Provided data
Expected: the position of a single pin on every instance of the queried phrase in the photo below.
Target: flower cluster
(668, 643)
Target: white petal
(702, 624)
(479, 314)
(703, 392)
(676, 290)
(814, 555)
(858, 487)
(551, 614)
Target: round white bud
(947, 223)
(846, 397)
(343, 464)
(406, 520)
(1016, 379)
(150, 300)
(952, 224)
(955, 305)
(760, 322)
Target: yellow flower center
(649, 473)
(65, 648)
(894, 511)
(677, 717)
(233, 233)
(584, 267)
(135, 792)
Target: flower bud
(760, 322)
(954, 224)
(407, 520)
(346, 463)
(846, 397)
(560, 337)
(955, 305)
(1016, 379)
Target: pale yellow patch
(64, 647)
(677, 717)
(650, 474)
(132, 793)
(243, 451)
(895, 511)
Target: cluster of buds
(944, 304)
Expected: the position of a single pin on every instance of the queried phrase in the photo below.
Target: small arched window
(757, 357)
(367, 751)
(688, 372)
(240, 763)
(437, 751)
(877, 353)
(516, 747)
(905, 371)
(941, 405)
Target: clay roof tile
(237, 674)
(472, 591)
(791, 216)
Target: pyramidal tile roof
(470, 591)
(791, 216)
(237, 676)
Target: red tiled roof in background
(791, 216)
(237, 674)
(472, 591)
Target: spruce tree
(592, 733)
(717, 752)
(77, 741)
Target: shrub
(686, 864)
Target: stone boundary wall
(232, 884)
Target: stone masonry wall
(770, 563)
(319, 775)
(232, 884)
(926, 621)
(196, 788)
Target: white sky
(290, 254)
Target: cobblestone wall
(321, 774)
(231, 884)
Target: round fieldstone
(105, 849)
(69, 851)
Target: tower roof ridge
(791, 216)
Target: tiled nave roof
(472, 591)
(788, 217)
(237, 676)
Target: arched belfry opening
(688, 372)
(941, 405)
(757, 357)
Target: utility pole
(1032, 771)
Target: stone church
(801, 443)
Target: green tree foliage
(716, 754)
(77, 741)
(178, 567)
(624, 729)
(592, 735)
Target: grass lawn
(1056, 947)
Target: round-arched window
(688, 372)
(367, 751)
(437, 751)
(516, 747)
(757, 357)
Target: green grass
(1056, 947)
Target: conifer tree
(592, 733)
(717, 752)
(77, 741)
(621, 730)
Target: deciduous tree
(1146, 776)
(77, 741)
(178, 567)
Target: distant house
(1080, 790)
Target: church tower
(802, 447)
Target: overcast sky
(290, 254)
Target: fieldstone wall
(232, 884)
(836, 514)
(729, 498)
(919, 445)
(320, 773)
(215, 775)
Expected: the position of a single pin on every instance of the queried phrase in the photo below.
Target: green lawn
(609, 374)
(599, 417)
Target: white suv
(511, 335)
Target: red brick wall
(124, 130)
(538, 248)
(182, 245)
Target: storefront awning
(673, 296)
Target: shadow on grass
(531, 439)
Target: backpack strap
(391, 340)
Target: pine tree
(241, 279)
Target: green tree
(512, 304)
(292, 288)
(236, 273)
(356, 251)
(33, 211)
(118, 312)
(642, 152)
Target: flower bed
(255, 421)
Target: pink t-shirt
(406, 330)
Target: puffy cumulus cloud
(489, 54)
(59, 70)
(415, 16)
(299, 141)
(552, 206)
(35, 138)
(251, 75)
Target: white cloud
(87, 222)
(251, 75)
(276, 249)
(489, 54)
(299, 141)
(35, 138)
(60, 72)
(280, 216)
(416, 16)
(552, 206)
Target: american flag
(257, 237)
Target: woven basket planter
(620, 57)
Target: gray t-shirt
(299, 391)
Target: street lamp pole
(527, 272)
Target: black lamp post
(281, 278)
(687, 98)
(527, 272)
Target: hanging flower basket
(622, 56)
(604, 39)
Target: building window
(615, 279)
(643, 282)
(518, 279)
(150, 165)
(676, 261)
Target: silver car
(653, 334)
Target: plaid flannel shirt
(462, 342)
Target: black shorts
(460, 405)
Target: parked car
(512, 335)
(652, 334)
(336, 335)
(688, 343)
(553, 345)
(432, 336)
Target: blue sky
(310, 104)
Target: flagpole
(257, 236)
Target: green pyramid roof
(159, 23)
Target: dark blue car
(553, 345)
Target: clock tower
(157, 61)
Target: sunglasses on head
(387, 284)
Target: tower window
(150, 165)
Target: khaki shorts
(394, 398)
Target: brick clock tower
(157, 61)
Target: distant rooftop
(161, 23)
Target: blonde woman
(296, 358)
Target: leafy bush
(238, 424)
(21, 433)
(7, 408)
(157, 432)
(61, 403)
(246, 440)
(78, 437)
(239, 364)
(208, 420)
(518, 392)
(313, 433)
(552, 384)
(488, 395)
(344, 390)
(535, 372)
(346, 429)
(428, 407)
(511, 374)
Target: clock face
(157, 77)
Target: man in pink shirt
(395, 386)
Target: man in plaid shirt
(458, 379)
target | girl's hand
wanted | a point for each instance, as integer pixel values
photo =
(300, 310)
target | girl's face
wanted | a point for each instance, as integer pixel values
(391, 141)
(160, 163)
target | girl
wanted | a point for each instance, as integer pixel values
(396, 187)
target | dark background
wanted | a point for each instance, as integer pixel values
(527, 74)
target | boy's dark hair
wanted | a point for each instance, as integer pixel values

Work required
A complete and exact repetition of the entries is required.

Answer below
Expected: the position of a single pin on every instance of the queried phrase in the photo below.
Target: flower cluster
(668, 643)
Target: white petal
(702, 624)
(479, 314)
(703, 392)
(676, 290)
(814, 555)
(858, 487)
(551, 614)
Target: round white bud
(947, 223)
(846, 397)
(343, 464)
(406, 520)
(1016, 379)
(150, 300)
(952, 224)
(955, 305)
(760, 322)
Target: yellow flower center
(649, 473)
(65, 648)
(894, 511)
(677, 717)
(233, 233)
(584, 267)
(135, 792)
Target: flower bud
(760, 322)
(954, 224)
(407, 520)
(346, 463)
(846, 397)
(560, 337)
(955, 305)
(1016, 379)
Target: pale yellow patch
(64, 647)
(677, 717)
(650, 474)
(132, 793)
(243, 451)
(895, 511)
Target: cluster of buds
(944, 304)
Expected: the position of a single pin on every instance of the queried phrase in the photo below.
Target: small arched window
(757, 357)
(367, 751)
(688, 372)
(240, 763)
(437, 751)
(877, 353)
(516, 747)
(905, 371)
(941, 405)
Target: clay roof tile
(237, 674)
(472, 591)
(791, 216)
Target: pyramidal tile roof
(470, 591)
(791, 216)
(237, 676)
Target: red tiled roof in background
(791, 216)
(237, 674)
(472, 591)
Target: spruce tree
(592, 733)
(717, 752)
(77, 741)
Target: shrub
(686, 864)
Target: stone boundary wall
(232, 884)
Target: stone masonry wall
(770, 563)
(319, 775)
(232, 884)
(926, 621)
(196, 788)
Target: white sky
(290, 254)
Target: cobblestone wall
(321, 774)
(231, 884)
Target: round fieldstone
(105, 849)
(69, 851)
Target: tower roof ridge
(791, 216)
Target: tiled nave roof
(472, 591)
(788, 217)
(237, 676)
Target: arched belfry opening
(688, 372)
(941, 405)
(757, 357)
Target: utility pole
(1032, 771)
Target: stone church
(801, 443)
Target: green tree foliage
(716, 754)
(77, 741)
(178, 567)
(624, 729)
(592, 735)
Target: grass lawn
(1056, 947)
Target: round-arched window
(688, 372)
(367, 751)
(437, 751)
(516, 747)
(757, 357)
Target: green grass
(1056, 947)
Target: conifer tree
(592, 733)
(717, 752)
(77, 741)
(621, 730)
Target: deciduous tree
(1146, 776)
(77, 741)
(178, 567)
Target: distant house
(1080, 790)
Target: church tower
(802, 447)
Target: overcast sky
(290, 254)
Target: fieldstone wall
(232, 884)
(836, 514)
(729, 498)
(919, 445)
(320, 773)
(215, 775)
Expected: the position of a single pin on every instance of the queried phrase in the photo below.
Target: green lawn
(609, 374)
(599, 417)
Target: white suv
(511, 335)
Target: red brick wall
(124, 130)
(538, 248)
(182, 245)
Target: storefront awning
(673, 296)
Target: shadow on grass
(531, 439)
Target: backpack strap
(391, 340)
Target: pine tree
(241, 279)
Target: green tree
(512, 304)
(292, 288)
(236, 273)
(356, 251)
(33, 211)
(118, 312)
(642, 152)
Target: flower bed
(255, 421)
Target: pink t-shirt
(406, 330)
Target: puffy cumulus cloud
(489, 54)
(59, 70)
(415, 16)
(299, 141)
(552, 206)
(35, 138)
(251, 75)
Target: white cloud
(87, 222)
(251, 75)
(276, 249)
(489, 54)
(299, 141)
(35, 138)
(60, 72)
(280, 216)
(416, 16)
(552, 206)
Target: american flag
(257, 237)
Target: woven basket planter
(620, 57)
Target: gray t-shirt
(299, 391)
Target: street lamp pole
(527, 272)
Target: black lamp post
(281, 278)
(687, 98)
(527, 272)
Target: hanging flower basket
(622, 56)
(604, 39)
Target: building window
(615, 279)
(643, 282)
(518, 279)
(150, 165)
(676, 261)
Target: silver car
(653, 334)
Target: plaid flannel shirt
(462, 342)
Target: black shorts
(460, 405)
Target: parked car
(512, 335)
(652, 334)
(336, 335)
(688, 343)
(553, 345)
(432, 336)
Target: blue sky
(310, 104)
Target: flagpole
(257, 236)
Target: green pyramid roof
(159, 23)
Target: dark blue car
(553, 345)
Target: clock tower
(157, 61)
Target: sunglasses on head
(387, 284)
Target: tower window
(150, 165)
Target: khaki shorts
(394, 398)
Target: brick clock tower
(157, 61)
Target: distant rooftop
(161, 23)
Target: blonde woman
(296, 358)
Target: leafy bush
(238, 424)
(21, 433)
(7, 408)
(157, 432)
(61, 403)
(246, 440)
(78, 437)
(239, 364)
(208, 420)
(518, 392)
(313, 433)
(552, 384)
(488, 395)
(344, 390)
(535, 372)
(346, 429)
(428, 407)
(511, 374)
Target: clock face
(157, 77)
Target: man in pink shirt
(395, 386)
Target: man in plaid shirt
(458, 379)
target | girl's hand
wanted | a point for each instance, as integer pixel values
photo =
(300, 310)
target | girl's face
wanted | a point for each instance, as integer pixel values
(391, 141)
(160, 163)
target | girl
wanted | a point for each instance, as integer pixel values
(396, 187)
target | dark background
wanted | a point for each instance, as integer pixel values
(527, 74)
target | boy's dark hair
wanted | a point for each instance, as integer pixel values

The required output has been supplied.